(Labeled area outlines)

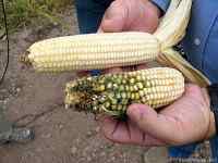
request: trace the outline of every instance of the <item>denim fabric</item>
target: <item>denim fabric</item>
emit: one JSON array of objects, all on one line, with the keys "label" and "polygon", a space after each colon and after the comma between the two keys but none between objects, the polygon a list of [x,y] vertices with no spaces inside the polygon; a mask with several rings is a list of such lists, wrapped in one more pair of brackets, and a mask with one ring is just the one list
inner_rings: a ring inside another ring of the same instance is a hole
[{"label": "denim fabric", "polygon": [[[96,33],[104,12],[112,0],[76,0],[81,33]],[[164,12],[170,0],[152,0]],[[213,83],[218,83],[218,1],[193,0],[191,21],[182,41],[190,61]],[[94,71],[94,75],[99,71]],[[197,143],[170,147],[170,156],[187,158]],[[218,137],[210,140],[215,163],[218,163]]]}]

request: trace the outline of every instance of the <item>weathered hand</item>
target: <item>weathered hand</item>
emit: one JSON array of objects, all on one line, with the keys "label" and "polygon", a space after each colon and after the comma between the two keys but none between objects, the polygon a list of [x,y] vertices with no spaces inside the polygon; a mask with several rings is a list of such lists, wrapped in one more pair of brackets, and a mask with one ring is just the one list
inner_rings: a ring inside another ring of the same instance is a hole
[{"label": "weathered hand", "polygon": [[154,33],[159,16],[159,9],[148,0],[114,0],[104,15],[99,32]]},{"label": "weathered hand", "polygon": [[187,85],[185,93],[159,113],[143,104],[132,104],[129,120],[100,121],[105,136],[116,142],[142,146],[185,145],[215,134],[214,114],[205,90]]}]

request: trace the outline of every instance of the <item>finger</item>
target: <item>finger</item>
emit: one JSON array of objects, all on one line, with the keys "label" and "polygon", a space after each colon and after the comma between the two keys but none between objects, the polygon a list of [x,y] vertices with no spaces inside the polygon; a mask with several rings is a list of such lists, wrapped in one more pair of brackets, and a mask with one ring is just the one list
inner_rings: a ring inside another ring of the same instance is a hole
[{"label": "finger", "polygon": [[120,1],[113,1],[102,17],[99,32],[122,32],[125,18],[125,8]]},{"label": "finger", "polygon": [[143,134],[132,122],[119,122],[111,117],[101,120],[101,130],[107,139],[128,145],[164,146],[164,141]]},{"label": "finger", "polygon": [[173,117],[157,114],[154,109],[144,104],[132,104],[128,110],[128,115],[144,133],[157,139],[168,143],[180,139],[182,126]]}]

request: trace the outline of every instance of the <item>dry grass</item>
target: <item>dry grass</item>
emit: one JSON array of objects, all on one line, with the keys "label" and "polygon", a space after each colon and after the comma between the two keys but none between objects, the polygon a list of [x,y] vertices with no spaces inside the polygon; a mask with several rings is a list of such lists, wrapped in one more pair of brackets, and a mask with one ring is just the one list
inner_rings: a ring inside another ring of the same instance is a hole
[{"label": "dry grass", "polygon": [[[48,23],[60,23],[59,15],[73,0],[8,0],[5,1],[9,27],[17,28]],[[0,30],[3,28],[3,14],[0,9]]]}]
==
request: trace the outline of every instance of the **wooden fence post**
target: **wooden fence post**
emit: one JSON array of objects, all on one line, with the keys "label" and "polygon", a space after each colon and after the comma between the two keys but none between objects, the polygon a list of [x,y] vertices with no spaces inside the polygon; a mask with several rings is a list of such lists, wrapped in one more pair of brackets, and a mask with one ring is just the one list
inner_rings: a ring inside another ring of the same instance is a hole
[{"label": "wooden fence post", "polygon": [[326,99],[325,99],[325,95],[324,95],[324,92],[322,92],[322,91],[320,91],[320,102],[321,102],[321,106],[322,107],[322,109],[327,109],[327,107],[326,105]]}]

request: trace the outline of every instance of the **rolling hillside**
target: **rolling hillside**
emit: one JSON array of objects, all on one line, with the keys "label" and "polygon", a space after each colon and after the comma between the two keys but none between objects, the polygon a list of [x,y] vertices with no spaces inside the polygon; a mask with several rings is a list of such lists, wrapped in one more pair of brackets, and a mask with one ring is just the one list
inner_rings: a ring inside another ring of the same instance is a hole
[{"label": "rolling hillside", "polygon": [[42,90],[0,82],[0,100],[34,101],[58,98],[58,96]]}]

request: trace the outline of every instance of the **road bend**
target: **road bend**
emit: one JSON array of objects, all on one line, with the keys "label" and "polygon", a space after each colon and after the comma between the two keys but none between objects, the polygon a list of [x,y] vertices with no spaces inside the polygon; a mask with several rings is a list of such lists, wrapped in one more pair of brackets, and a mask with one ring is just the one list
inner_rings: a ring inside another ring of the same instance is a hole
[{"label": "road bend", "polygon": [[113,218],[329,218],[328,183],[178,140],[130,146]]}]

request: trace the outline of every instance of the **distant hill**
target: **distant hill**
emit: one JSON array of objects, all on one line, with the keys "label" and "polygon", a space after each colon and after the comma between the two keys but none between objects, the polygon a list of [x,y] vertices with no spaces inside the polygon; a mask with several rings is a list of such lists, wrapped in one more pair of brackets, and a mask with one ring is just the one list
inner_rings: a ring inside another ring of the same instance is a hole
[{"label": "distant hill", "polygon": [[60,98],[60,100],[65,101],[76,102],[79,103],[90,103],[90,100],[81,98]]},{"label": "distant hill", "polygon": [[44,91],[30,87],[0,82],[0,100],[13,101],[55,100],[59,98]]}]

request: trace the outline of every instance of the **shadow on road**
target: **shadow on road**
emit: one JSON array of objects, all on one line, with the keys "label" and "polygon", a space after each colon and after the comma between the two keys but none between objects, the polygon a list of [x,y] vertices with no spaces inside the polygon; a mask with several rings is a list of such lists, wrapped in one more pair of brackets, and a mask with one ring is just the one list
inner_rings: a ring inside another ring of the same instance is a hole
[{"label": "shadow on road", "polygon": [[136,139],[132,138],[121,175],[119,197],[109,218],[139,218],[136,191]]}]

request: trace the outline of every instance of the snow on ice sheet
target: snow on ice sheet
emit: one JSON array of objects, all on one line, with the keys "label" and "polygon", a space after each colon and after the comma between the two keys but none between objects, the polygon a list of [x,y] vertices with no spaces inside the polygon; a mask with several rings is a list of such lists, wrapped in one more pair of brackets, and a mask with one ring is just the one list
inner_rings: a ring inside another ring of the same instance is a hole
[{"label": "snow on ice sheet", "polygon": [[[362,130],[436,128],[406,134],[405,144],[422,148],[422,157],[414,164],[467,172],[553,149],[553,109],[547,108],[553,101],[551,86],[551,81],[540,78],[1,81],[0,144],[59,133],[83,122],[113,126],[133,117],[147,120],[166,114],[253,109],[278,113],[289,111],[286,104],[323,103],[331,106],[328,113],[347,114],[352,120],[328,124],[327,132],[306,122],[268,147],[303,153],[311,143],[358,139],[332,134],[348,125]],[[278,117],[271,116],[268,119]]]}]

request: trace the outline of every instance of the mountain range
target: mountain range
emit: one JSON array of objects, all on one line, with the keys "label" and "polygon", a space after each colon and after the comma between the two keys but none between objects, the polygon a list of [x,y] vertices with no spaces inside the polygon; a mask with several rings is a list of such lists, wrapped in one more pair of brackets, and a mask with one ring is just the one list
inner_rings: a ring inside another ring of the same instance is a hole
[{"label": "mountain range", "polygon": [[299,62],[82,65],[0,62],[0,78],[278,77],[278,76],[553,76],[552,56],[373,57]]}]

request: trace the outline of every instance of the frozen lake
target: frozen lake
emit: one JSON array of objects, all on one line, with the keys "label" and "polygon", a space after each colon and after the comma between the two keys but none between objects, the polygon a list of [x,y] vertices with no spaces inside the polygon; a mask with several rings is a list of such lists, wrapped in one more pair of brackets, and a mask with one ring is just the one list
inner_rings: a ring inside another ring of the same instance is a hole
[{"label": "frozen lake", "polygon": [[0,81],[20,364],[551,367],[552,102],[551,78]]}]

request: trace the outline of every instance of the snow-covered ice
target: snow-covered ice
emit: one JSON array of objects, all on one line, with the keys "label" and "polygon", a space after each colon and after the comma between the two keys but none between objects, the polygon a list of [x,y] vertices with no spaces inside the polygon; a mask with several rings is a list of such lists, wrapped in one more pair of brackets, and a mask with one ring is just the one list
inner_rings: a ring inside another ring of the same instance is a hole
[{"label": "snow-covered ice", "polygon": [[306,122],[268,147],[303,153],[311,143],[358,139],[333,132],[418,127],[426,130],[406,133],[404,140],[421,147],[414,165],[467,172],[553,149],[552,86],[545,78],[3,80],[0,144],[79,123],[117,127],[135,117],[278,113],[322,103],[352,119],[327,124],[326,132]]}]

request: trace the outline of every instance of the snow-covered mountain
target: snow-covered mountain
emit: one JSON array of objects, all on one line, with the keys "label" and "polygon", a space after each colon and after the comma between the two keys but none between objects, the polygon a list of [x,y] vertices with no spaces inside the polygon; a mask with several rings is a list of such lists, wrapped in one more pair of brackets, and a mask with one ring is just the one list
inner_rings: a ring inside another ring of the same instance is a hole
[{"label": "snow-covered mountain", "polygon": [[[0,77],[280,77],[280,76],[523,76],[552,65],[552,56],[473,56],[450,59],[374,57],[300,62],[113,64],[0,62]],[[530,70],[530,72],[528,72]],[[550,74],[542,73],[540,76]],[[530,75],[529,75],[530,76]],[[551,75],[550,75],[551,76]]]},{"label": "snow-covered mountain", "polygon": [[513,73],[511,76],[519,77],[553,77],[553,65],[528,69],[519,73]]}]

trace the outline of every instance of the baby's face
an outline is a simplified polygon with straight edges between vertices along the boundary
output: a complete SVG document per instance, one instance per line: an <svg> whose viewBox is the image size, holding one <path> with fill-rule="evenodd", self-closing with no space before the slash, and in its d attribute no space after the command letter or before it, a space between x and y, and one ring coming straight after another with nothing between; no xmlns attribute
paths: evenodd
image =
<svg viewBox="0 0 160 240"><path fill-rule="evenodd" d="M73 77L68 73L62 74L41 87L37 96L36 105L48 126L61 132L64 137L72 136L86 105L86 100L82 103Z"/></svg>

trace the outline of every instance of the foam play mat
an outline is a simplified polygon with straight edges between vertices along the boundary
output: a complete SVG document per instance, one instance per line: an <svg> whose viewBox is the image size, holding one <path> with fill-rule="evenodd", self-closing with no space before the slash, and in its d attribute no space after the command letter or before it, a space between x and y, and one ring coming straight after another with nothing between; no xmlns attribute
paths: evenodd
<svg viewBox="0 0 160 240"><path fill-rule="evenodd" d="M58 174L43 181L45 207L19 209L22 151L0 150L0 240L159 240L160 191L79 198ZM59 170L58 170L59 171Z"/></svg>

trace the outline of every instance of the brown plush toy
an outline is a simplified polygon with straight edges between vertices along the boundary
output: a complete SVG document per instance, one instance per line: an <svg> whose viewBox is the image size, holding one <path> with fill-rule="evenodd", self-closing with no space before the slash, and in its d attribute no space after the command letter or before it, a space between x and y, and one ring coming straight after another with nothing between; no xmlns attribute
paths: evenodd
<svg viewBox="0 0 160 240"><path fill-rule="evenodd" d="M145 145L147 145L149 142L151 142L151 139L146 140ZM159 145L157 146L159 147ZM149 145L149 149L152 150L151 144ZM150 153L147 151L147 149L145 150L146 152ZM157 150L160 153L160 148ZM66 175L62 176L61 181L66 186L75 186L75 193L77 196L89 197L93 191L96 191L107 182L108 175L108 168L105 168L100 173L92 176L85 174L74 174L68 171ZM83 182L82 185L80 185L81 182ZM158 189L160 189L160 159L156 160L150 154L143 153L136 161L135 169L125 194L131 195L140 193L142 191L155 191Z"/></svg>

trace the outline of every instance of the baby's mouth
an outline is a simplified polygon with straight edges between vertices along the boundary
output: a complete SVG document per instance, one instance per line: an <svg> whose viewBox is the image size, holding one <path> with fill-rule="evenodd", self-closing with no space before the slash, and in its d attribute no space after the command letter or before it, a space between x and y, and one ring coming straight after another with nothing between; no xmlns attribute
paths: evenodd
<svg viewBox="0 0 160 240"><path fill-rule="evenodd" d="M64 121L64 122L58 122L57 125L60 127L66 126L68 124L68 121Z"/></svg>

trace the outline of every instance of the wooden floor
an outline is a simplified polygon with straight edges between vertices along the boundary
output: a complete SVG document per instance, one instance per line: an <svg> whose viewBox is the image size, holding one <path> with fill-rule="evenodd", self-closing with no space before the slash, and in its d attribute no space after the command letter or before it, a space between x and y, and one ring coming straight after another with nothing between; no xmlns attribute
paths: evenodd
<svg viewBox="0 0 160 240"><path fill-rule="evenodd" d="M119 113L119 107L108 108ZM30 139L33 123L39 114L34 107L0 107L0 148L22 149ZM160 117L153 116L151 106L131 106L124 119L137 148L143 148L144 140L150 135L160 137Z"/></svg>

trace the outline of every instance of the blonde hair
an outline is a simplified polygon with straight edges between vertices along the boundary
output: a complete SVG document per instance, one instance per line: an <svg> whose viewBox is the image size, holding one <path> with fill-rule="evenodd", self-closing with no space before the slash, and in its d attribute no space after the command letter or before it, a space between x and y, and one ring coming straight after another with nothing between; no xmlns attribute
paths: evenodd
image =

▶ _Instruction_: Please duplicate the lines from the one with "request: trace the outline of every instance of the <item>denim" up to and including the one with "target: <item>denim fabric</item>", keeping them unchanged.

▶ _Response to this exercise_:
request: trace the outline of every instance of the <item>denim fabric</item>
target: <item>denim fabric</item>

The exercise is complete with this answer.